GIVEN TASK >> Revise the entries, starting at the first line and ending at the line containing "147], [78, 147]]", so that "vertex pairs" reads "coordinate pairs". Leave everything else unchanged and return only those lines.
# START OF SUPPLIED DATA
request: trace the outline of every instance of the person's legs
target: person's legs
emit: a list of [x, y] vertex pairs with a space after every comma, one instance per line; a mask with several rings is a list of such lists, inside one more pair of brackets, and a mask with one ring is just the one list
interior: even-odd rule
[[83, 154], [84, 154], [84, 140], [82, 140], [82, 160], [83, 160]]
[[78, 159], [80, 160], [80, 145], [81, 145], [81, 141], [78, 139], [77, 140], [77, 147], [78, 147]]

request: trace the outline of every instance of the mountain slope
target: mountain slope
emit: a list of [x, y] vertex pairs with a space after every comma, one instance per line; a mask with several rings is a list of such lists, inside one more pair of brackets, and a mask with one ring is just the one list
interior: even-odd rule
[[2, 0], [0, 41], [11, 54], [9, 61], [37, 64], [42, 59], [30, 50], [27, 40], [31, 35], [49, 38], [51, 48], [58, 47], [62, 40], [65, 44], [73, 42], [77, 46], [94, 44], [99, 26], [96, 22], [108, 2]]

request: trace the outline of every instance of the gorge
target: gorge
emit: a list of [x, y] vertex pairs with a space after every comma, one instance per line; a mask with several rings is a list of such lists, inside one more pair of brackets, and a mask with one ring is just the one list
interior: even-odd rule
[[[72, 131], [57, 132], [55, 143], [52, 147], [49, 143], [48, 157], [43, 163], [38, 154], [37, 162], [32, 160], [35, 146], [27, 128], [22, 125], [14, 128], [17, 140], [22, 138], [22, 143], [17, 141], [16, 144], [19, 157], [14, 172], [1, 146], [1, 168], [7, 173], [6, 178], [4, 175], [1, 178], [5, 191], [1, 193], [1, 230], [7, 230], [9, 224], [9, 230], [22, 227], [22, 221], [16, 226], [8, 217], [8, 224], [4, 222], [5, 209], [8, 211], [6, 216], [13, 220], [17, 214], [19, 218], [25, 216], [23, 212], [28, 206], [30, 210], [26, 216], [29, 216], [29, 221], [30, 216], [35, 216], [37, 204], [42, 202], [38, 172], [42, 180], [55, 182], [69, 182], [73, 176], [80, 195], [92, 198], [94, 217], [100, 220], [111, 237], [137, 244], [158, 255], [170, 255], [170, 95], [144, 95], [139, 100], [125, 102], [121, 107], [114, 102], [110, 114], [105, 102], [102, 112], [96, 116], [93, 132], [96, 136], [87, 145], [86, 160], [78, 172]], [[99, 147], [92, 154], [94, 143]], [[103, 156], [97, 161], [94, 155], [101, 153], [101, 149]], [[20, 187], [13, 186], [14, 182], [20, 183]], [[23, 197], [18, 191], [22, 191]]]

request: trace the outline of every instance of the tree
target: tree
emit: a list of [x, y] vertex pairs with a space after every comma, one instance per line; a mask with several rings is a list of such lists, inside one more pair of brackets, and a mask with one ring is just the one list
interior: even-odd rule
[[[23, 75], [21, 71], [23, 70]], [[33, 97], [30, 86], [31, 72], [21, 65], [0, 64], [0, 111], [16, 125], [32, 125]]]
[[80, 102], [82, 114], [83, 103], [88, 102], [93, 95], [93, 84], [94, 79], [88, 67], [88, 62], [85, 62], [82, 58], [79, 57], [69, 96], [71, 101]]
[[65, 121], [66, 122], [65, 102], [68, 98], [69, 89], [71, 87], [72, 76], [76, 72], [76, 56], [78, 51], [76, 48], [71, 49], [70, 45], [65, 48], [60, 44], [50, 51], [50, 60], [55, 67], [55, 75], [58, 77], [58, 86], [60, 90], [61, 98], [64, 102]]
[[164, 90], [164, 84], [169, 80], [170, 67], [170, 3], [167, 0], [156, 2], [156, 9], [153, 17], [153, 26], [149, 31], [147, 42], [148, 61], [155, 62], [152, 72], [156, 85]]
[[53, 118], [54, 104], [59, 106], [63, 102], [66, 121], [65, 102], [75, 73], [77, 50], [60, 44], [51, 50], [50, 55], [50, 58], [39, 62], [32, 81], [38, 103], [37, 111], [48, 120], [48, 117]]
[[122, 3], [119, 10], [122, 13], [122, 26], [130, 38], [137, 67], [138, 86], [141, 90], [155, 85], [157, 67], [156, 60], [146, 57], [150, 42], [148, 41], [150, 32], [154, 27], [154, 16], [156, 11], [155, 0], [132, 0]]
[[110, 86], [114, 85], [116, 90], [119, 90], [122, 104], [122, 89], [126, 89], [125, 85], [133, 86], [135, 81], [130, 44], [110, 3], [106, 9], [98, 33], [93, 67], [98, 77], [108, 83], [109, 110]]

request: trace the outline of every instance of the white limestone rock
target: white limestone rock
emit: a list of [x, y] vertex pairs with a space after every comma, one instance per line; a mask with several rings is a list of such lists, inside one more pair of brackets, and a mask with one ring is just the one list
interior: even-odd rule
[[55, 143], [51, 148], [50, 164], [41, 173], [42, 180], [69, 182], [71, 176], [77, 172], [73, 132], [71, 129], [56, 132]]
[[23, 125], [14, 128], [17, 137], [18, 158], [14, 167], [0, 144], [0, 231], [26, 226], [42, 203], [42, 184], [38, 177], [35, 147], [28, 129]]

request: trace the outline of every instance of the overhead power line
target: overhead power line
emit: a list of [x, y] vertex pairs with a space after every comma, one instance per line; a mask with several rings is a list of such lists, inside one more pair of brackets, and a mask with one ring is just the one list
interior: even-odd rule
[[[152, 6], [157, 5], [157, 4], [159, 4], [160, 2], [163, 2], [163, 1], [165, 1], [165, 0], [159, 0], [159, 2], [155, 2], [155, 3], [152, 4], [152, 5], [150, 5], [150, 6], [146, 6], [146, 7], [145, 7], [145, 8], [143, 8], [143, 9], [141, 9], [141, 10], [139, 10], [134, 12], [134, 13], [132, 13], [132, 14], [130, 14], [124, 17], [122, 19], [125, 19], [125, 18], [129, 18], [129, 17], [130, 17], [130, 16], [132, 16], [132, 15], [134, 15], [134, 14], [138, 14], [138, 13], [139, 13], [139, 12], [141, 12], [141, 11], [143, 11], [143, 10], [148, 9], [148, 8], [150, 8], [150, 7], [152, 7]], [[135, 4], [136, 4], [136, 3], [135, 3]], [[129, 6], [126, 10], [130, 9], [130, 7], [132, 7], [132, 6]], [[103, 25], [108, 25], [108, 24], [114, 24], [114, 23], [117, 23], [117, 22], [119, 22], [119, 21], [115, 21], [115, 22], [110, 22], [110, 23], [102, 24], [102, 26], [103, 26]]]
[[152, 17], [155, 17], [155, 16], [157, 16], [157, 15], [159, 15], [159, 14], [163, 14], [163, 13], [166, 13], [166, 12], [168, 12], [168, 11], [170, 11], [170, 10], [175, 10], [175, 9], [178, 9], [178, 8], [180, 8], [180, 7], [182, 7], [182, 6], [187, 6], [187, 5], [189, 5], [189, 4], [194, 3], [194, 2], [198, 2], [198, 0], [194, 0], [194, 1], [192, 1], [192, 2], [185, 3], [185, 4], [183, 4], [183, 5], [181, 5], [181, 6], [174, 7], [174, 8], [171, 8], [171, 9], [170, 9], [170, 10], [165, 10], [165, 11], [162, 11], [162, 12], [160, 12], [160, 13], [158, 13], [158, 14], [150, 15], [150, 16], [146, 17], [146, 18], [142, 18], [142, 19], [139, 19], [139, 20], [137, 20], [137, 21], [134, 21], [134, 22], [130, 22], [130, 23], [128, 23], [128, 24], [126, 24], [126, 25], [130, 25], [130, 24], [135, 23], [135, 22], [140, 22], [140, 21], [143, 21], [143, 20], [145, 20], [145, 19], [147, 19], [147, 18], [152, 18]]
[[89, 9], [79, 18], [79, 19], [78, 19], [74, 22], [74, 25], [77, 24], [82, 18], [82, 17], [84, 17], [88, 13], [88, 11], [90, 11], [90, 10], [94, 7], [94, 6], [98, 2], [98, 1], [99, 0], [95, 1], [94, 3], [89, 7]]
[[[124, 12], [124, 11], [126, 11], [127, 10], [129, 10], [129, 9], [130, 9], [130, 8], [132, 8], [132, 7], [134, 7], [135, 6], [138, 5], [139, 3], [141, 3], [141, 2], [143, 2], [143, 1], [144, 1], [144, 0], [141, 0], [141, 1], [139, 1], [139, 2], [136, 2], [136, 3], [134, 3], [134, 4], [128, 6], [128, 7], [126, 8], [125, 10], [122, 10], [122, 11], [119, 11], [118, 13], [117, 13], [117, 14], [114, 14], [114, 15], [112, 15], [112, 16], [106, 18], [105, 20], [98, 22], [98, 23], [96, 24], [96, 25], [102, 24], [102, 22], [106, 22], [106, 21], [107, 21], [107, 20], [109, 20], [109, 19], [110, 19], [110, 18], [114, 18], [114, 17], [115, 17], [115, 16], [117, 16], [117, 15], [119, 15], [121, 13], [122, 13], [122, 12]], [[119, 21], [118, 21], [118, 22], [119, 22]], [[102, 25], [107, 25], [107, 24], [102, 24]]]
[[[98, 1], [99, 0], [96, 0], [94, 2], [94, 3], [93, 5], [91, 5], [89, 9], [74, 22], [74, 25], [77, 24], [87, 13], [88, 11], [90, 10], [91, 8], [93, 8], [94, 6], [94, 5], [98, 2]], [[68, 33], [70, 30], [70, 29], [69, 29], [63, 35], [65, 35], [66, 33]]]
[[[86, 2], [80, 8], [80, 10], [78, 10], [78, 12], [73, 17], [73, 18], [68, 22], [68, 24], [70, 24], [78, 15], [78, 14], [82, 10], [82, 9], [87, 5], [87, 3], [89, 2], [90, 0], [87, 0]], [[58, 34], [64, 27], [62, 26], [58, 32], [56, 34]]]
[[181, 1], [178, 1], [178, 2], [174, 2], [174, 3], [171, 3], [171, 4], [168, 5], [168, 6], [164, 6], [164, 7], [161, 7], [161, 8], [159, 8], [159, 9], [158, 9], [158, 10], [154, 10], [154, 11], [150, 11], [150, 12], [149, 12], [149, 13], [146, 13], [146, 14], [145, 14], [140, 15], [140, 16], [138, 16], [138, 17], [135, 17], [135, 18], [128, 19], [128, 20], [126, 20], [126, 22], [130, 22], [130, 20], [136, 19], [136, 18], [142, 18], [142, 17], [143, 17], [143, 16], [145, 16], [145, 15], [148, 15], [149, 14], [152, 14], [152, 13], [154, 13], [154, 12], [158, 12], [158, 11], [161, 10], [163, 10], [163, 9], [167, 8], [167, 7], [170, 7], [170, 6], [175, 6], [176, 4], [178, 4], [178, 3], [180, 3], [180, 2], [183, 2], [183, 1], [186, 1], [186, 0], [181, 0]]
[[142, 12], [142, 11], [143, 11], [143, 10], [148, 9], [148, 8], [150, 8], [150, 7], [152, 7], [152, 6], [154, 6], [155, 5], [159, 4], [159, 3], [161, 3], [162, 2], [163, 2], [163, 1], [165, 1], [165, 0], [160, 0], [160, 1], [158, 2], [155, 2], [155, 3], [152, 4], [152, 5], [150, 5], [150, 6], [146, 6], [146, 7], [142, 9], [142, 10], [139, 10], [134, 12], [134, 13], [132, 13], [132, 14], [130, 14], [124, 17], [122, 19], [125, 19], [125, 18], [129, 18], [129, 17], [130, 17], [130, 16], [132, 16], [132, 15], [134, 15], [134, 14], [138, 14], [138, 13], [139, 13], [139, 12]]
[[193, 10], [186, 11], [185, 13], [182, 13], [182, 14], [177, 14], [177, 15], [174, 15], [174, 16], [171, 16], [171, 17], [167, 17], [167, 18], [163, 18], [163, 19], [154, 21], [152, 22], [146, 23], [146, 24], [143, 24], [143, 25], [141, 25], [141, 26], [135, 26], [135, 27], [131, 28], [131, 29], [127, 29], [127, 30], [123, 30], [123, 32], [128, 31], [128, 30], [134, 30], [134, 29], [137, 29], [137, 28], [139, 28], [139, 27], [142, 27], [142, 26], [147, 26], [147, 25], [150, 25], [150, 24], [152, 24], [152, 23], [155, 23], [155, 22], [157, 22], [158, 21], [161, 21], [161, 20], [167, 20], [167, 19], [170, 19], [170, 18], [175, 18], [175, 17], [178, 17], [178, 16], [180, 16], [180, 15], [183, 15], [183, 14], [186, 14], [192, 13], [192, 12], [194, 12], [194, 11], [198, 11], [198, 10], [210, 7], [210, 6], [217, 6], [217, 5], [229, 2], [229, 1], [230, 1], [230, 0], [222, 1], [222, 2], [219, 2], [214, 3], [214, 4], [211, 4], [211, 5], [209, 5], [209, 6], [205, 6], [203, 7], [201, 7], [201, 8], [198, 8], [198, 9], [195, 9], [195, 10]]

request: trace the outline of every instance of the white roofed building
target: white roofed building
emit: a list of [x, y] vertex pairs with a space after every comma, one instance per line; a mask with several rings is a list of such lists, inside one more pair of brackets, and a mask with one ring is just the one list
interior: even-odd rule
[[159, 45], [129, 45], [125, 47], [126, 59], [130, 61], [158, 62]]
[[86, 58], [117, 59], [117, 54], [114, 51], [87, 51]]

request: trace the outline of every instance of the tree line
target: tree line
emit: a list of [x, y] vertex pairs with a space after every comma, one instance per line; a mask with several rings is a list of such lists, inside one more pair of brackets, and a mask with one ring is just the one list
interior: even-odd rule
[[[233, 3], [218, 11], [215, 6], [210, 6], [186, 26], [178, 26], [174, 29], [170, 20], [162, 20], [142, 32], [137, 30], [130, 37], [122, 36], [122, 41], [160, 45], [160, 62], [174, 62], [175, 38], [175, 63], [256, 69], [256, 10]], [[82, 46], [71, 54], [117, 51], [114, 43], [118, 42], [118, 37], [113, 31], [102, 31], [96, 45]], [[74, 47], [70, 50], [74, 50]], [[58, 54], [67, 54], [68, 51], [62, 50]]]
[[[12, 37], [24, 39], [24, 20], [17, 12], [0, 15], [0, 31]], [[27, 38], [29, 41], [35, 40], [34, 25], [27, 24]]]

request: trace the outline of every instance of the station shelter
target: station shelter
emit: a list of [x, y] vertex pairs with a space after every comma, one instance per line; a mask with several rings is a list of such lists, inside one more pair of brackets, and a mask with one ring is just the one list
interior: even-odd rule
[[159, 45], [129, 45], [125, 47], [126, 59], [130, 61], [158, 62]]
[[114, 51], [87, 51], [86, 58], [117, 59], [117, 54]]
# END OF SUPPLIED DATA
THE COMPLETED TASK >>
request: trace the outline of every instance of the person's legs
target: person's legs
emit: a list of [x, y] coordinate pairs with a space after every comma, one instance per line; a mask with several rings is a list of such lists, inside one more pair of brackets, and a mask with one ring is just the one list
interior: even-odd rule
[[83, 154], [84, 154], [84, 140], [82, 140], [82, 160], [83, 160]]
[[78, 159], [80, 160], [80, 145], [81, 145], [81, 141], [78, 139], [77, 140], [77, 147], [78, 147]]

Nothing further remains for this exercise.